Oracle PL/SQL Explicit Cursors

Explicit cursors are created by the programmer, and with these you can do operations on a set of rows, which can be processed one by one. You use explicit cursors when you are sure that the SQL statement will return more than one row. You have to declare an explicit cursor in the declare section at the beginning of the PL/SQL block. Once you declare your cursor, the explicit cursor will go through these steps:

Explicit cursors Declare This clause initializes the cursor into memory.

Explicit cursors Open The previously declared cursor is now open and memory is allotted.

Explicit cursors Fetch The previously declared and opened cursor can now access data;

Explicit cursors Close The previously declared, opened, and fetched cursor is closed, which also releases memory allocation.

SQL> set serveroutput on;
SQL> Declare
2 Cursor empcursor(empn in number)
3 Is select * from emp where empno=empn;
4
5 Empvar emp%rowtype;
6 Begin
7 Dbms_output.put_line('Getting records for employee no. 7521');
8 Open empcursor(7521);
9 Loop
10 Fetch empcursor into empvar;
11 Exit when empcursor%notfound;
12 Dbms_output.put_line('emp name : ' || empvar.ename);
13 Dbms_output.put_line('emp salary : ' || empvar.sal);
14 End loop;
15 Close empcursor;
16 End;
17 /
Getting records for employee no. 7521
emp name : WARD
emp salary : 1250

PL/SQL procedure successfully completed.

▶ _EXCERPTED RECORDS_
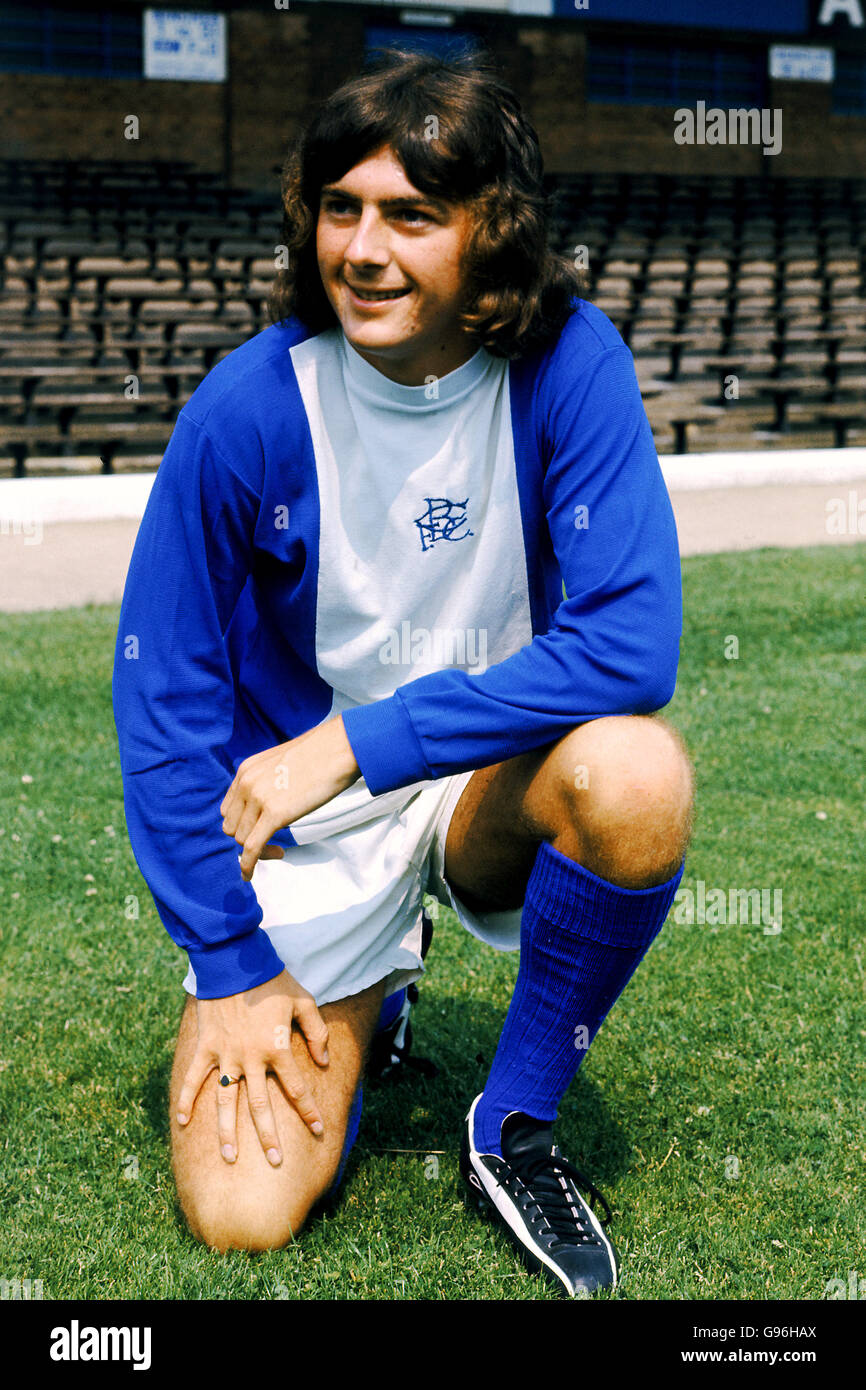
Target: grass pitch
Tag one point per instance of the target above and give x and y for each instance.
(720, 1108)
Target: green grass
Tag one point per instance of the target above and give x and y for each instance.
(720, 1109)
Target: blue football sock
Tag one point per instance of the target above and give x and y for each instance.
(581, 938)
(391, 1007)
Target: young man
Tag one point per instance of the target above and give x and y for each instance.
(403, 601)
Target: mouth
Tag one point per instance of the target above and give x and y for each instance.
(376, 296)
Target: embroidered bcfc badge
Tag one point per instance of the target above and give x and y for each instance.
(441, 521)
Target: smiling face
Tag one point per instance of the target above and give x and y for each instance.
(377, 232)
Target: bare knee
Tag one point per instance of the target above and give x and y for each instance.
(627, 798)
(253, 1225)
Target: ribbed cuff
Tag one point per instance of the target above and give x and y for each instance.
(385, 745)
(576, 900)
(234, 966)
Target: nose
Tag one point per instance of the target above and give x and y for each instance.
(369, 245)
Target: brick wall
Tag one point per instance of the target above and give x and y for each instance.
(282, 63)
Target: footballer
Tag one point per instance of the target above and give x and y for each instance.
(402, 610)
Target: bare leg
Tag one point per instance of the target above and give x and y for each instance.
(249, 1204)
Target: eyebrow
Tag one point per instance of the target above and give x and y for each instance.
(388, 202)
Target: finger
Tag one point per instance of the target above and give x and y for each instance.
(227, 1114)
(196, 1073)
(232, 802)
(255, 843)
(243, 819)
(262, 1111)
(314, 1027)
(296, 1090)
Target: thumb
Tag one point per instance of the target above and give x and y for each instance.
(271, 852)
(314, 1029)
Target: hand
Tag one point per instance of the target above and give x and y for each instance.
(281, 784)
(250, 1034)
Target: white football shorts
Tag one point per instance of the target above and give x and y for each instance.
(344, 905)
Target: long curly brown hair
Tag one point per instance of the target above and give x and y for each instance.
(460, 135)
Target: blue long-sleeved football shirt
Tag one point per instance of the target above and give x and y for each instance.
(320, 540)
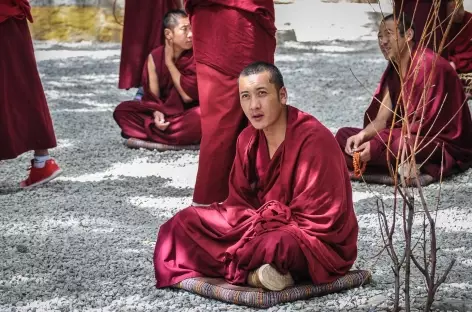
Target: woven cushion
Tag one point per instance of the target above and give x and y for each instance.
(378, 178)
(219, 289)
(137, 143)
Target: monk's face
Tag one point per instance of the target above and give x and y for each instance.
(261, 102)
(458, 15)
(181, 35)
(392, 44)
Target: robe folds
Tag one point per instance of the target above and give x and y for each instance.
(228, 35)
(25, 121)
(449, 124)
(421, 12)
(142, 32)
(295, 210)
(460, 48)
(136, 120)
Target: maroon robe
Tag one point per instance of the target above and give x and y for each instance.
(228, 36)
(460, 49)
(421, 12)
(294, 209)
(455, 135)
(142, 32)
(136, 119)
(25, 122)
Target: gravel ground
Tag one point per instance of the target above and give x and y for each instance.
(84, 242)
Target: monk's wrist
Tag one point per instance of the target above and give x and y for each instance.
(364, 136)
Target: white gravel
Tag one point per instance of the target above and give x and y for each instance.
(85, 241)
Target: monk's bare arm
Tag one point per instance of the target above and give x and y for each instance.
(380, 121)
(153, 78)
(175, 74)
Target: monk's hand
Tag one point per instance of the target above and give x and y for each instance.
(169, 51)
(159, 121)
(353, 143)
(364, 149)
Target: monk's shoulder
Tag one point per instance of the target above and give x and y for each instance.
(428, 61)
(158, 52)
(311, 130)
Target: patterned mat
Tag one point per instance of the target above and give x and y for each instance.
(137, 143)
(219, 289)
(377, 178)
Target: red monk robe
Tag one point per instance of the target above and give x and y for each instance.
(451, 121)
(228, 35)
(460, 49)
(142, 32)
(295, 210)
(136, 120)
(421, 13)
(25, 122)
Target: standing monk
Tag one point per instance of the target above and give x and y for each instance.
(446, 122)
(289, 215)
(429, 24)
(460, 48)
(229, 35)
(169, 112)
(25, 123)
(142, 32)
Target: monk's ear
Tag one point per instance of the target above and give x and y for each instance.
(283, 95)
(409, 35)
(168, 33)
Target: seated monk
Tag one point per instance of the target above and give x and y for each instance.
(169, 111)
(448, 125)
(290, 200)
(460, 47)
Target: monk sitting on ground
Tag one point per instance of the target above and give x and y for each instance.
(446, 122)
(460, 48)
(169, 111)
(289, 215)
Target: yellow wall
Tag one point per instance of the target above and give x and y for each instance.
(73, 23)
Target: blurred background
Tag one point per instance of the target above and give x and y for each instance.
(296, 20)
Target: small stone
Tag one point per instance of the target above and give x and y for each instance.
(21, 248)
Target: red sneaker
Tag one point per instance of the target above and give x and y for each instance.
(40, 176)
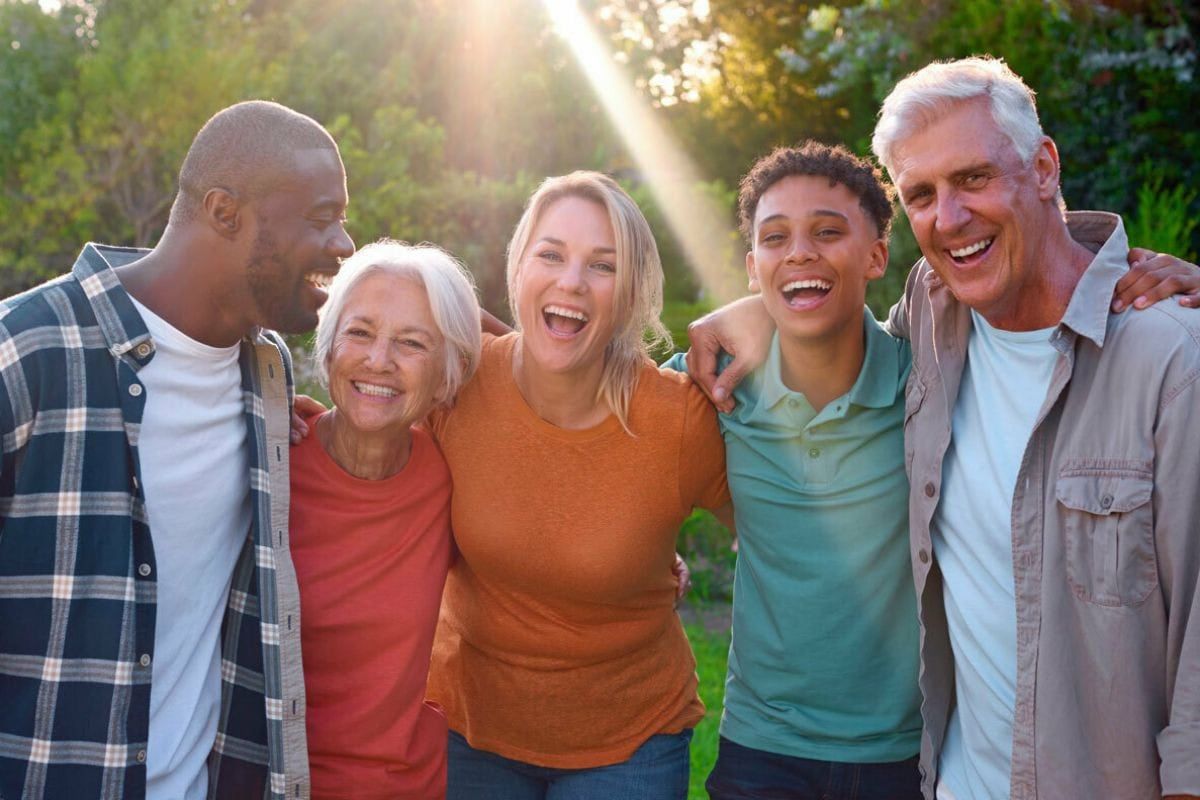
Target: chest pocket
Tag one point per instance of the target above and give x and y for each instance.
(1109, 525)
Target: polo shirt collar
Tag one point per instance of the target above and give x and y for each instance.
(875, 386)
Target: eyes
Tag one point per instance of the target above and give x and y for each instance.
(823, 233)
(556, 257)
(361, 335)
(322, 221)
(970, 181)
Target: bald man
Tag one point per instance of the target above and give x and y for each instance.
(149, 615)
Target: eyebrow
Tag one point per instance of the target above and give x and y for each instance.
(815, 212)
(328, 205)
(559, 242)
(371, 320)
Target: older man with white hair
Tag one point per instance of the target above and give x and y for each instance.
(1053, 465)
(1050, 443)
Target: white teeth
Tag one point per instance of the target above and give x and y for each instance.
(963, 252)
(375, 391)
(810, 283)
(558, 311)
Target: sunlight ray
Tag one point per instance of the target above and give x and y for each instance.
(700, 224)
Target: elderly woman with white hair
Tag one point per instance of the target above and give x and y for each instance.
(370, 519)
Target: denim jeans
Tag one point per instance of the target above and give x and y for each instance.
(658, 770)
(747, 774)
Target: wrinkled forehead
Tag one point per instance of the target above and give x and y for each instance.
(954, 136)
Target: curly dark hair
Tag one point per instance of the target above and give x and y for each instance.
(835, 162)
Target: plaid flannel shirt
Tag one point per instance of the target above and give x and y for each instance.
(77, 566)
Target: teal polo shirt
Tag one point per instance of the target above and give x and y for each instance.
(825, 650)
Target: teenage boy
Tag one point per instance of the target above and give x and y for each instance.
(821, 696)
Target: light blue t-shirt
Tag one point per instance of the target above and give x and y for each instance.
(1003, 386)
(825, 651)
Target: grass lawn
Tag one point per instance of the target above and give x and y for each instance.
(709, 635)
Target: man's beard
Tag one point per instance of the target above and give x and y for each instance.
(277, 289)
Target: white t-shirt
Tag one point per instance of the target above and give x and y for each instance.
(1005, 383)
(195, 471)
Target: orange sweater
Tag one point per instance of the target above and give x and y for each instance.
(558, 643)
(371, 558)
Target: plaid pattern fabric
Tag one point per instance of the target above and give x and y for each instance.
(77, 567)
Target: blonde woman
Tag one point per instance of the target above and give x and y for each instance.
(559, 660)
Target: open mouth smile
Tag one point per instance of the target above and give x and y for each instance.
(373, 390)
(807, 293)
(562, 320)
(963, 256)
(318, 280)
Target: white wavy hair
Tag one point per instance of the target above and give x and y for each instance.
(449, 287)
(931, 91)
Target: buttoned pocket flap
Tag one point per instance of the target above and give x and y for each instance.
(1104, 494)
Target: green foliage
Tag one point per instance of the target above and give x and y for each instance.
(1165, 218)
(707, 547)
(711, 643)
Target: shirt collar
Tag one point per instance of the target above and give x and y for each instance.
(875, 385)
(1087, 313)
(118, 319)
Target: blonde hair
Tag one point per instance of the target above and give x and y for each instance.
(453, 302)
(637, 300)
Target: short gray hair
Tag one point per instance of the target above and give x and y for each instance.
(931, 91)
(449, 287)
(247, 149)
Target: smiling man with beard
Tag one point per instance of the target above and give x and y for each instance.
(149, 617)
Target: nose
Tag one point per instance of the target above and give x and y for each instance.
(571, 277)
(802, 251)
(341, 245)
(378, 355)
(952, 215)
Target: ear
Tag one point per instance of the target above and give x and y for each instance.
(877, 265)
(753, 274)
(1047, 168)
(222, 212)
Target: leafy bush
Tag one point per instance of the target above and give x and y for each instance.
(707, 547)
(1165, 218)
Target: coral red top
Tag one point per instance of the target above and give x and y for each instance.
(371, 558)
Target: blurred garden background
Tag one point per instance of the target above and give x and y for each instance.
(450, 112)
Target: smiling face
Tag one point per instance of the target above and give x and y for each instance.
(299, 239)
(385, 362)
(814, 252)
(565, 288)
(979, 214)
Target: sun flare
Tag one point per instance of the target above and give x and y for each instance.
(700, 224)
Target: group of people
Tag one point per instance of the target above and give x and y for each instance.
(966, 564)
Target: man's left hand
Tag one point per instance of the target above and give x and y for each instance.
(1156, 276)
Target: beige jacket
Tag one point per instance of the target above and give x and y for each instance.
(1105, 529)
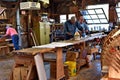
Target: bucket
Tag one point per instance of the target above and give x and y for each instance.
(71, 67)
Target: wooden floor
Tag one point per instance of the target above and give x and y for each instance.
(91, 73)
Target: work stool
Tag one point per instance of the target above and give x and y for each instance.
(4, 50)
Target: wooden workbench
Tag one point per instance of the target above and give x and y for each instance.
(36, 51)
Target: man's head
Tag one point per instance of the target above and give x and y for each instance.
(73, 19)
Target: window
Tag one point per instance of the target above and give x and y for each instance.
(97, 17)
(70, 15)
(63, 18)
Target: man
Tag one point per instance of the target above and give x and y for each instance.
(82, 26)
(14, 35)
(70, 28)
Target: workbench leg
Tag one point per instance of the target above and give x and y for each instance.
(59, 64)
(40, 67)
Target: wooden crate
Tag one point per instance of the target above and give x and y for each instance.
(4, 50)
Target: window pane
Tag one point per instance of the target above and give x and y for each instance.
(63, 18)
(89, 21)
(94, 16)
(91, 11)
(96, 21)
(101, 16)
(103, 20)
(98, 11)
(87, 17)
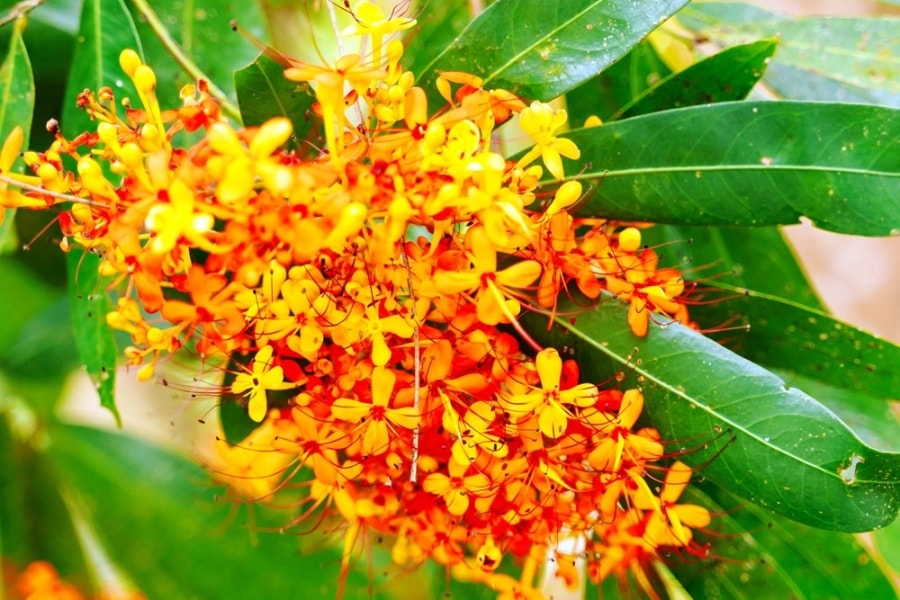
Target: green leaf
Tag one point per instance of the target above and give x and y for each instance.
(755, 258)
(871, 417)
(769, 443)
(806, 341)
(16, 108)
(849, 57)
(95, 340)
(202, 29)
(747, 163)
(206, 549)
(28, 297)
(620, 84)
(766, 556)
(233, 415)
(263, 93)
(105, 30)
(44, 346)
(435, 30)
(539, 49)
(887, 544)
(34, 522)
(728, 75)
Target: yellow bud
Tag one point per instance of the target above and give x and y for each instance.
(131, 155)
(47, 172)
(151, 136)
(108, 134)
(144, 79)
(11, 148)
(272, 135)
(145, 373)
(630, 239)
(224, 140)
(567, 195)
(129, 61)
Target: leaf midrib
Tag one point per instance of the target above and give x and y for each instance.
(717, 416)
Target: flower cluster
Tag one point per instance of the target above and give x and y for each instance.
(377, 285)
(40, 581)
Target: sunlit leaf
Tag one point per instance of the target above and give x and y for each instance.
(747, 163)
(540, 49)
(783, 334)
(33, 518)
(95, 340)
(728, 75)
(756, 258)
(872, 417)
(733, 417)
(436, 28)
(16, 108)
(105, 29)
(263, 93)
(158, 516)
(202, 30)
(820, 58)
(757, 554)
(619, 84)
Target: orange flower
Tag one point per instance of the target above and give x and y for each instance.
(377, 419)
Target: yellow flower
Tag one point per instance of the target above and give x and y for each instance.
(261, 378)
(540, 121)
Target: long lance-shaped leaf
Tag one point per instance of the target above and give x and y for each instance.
(105, 30)
(540, 49)
(787, 335)
(16, 106)
(746, 429)
(755, 258)
(765, 556)
(728, 75)
(263, 92)
(849, 59)
(747, 163)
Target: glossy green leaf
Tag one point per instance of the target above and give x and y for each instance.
(95, 340)
(747, 163)
(105, 29)
(44, 346)
(158, 516)
(871, 417)
(27, 296)
(539, 49)
(202, 30)
(769, 443)
(16, 107)
(887, 546)
(436, 27)
(755, 258)
(767, 556)
(263, 93)
(728, 75)
(620, 84)
(830, 58)
(783, 334)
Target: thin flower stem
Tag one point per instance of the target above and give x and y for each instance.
(57, 195)
(21, 9)
(183, 60)
(417, 368)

▶ _REQUIREMENTS_
Please state where the text on Oracle PL/SQL explicit cursors says an explicit cursor has to be declared. The records have no connection to the text on Oracle PL/SQL explicit cursors.

▶ _EXERCISE ANSWER_
In the declare section at the beginning of the PL/SQL block.